-- Work to be completed --
In your copy, include every record exactly and no pictures.

*** Opening of Provided data ***

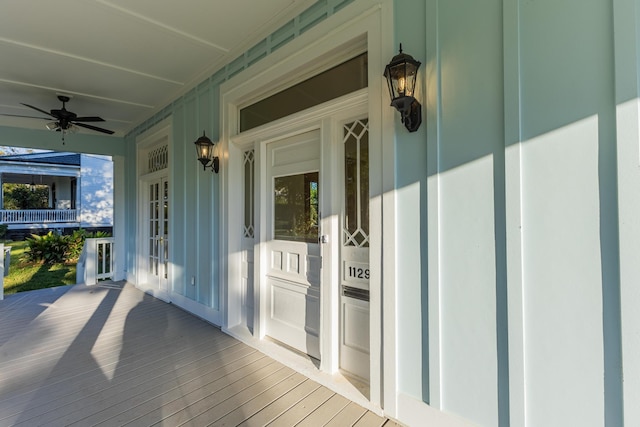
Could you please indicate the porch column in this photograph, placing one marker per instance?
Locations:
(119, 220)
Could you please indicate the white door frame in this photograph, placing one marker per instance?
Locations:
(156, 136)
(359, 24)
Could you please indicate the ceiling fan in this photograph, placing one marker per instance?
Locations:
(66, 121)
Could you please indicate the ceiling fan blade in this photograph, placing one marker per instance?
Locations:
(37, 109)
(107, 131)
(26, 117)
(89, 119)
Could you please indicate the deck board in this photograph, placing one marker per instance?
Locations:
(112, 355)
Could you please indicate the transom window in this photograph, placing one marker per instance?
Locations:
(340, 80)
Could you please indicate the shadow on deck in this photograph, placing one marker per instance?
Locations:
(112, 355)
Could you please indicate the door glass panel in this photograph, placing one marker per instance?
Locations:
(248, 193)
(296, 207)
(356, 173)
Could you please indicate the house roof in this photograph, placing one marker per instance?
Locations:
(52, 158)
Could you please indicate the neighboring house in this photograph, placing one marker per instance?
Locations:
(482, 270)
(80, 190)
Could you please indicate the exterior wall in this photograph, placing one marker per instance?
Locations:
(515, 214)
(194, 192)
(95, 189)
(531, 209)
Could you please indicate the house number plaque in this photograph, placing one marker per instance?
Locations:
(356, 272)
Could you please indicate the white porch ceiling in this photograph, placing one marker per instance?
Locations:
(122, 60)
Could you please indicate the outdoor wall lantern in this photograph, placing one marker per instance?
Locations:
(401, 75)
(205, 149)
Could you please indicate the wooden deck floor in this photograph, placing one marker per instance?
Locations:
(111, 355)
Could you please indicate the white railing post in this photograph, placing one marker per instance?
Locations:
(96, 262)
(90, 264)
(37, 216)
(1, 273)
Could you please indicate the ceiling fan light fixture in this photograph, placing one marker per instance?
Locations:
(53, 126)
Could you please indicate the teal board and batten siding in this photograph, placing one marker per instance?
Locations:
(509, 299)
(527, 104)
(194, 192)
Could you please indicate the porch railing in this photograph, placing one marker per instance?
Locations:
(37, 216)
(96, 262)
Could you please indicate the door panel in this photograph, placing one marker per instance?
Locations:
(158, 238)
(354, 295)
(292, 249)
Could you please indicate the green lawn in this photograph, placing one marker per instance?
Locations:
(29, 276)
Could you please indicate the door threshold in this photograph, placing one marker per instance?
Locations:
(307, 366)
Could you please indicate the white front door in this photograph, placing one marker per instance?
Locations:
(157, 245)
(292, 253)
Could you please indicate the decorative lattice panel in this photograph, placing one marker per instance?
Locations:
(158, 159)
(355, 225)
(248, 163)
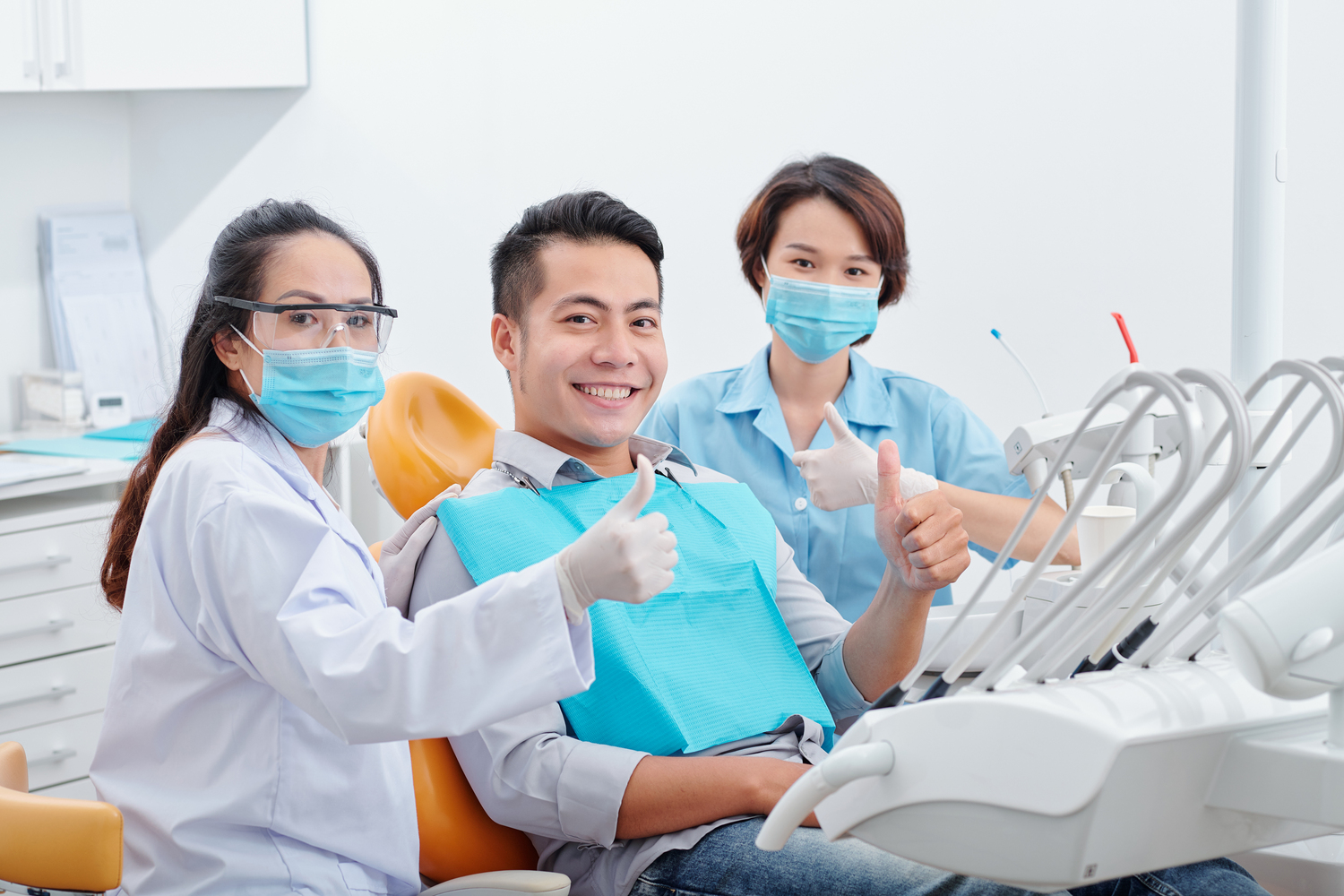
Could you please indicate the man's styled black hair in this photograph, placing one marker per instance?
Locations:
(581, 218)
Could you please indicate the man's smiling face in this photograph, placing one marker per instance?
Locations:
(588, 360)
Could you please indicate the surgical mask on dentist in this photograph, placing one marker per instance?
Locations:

*** Close of Provided data ***

-- Output --
Could you please indicate the porch column in this photograph, placing one marker per instance?
Locations:
(119, 220)
Could you please indicate the white door frame in this photograph, placing one marker per instance?
Locations:
(156, 136)
(359, 24)
Could you please indicate the ceiling fan in this photograph, placing one marker per instance?
Locations:
(66, 121)
Could you please indicate the ceiling fan blade in this photograph, placing one marker per instance?
Locations:
(37, 109)
(107, 131)
(26, 117)
(89, 119)
Could you please indicate the deck board in this photograph, placing one marker per instance?
Locations:
(112, 355)
Could you please indicate the transom window in this photograph, placing one marker per instance?
Locations:
(340, 80)
Could you please indicate the shadow on deck in this photograph, placing one marker per instance?
Locations:
(112, 355)
Could you please indicate the door glass panel in this photograph, placing one marker per instance?
Locations:
(248, 193)
(296, 207)
(356, 173)
Could you please indicate the house roof in this photograph, placing one marker per instance?
Locations:
(52, 158)
Could you please indicate the neighboring house in this photograph, placing one marker per instance?
Locations:
(482, 270)
(80, 190)
Could you please indicate the exterior wall in this photograph, placing one marker per instance?
Locations:
(515, 214)
(194, 192)
(95, 189)
(531, 209)
Could you please indicate the house number plaque in this photograph, placing one marker per instance?
Locations:
(356, 272)
Could you please indicate the white porch ceiling in this photograph, placing one marker per instance?
Locations:
(122, 60)
Could you please indicate the outdoor wall lantern in this photograph, placing one marker per instance?
Locations:
(401, 75)
(205, 149)
Could you please indicate the wooden deck floor in this photograph, placing one marker per instance?
Locations:
(111, 355)
Could you please indicate the white railing post in this photograph, placing one marker per instance?
Locations:
(96, 262)
(90, 264)
(37, 216)
(1, 273)
Could you please indicate the ceiling fan light fixture in this photograph, placing one marker per instance?
Locations:
(53, 126)
Could you please indicate the teal board and batten siding in this photograph, placing one marker per instance?
Locations:
(509, 299)
(527, 104)
(194, 192)
Could you please indicate the porch railing in this photograph, placing one marker per instance?
Locations:
(37, 216)
(96, 262)
Could you please indicate the door panel in this photograph, placing one marker per instance?
Locations:
(158, 238)
(354, 295)
(292, 249)
Could you please indicate the green lawn in this photograph, placing one marker per instance?
Locations:
(29, 276)
Could you please indicate the door threshold in this photograph, placing one marker per instance?
Locations:
(307, 366)
Could you please indicate the white front door in this photograph, placing one marker per instance?
Locations:
(157, 245)
(292, 253)
Could you please indicate the decorative lattice panel in this photograph, placing one marker per instance?
Locations:
(158, 159)
(355, 225)
(248, 163)
Could you please indicate the man's styled black hair in this photograph, placing one marker per instance?
Locations:
(581, 218)
Could you please indicate the man's smiling face in this photograph, placing one marker per instance?
Locations:
(588, 360)
Could you please indicate the surgical mask on dentist in this photograph, placing one marker per instance?
Locations:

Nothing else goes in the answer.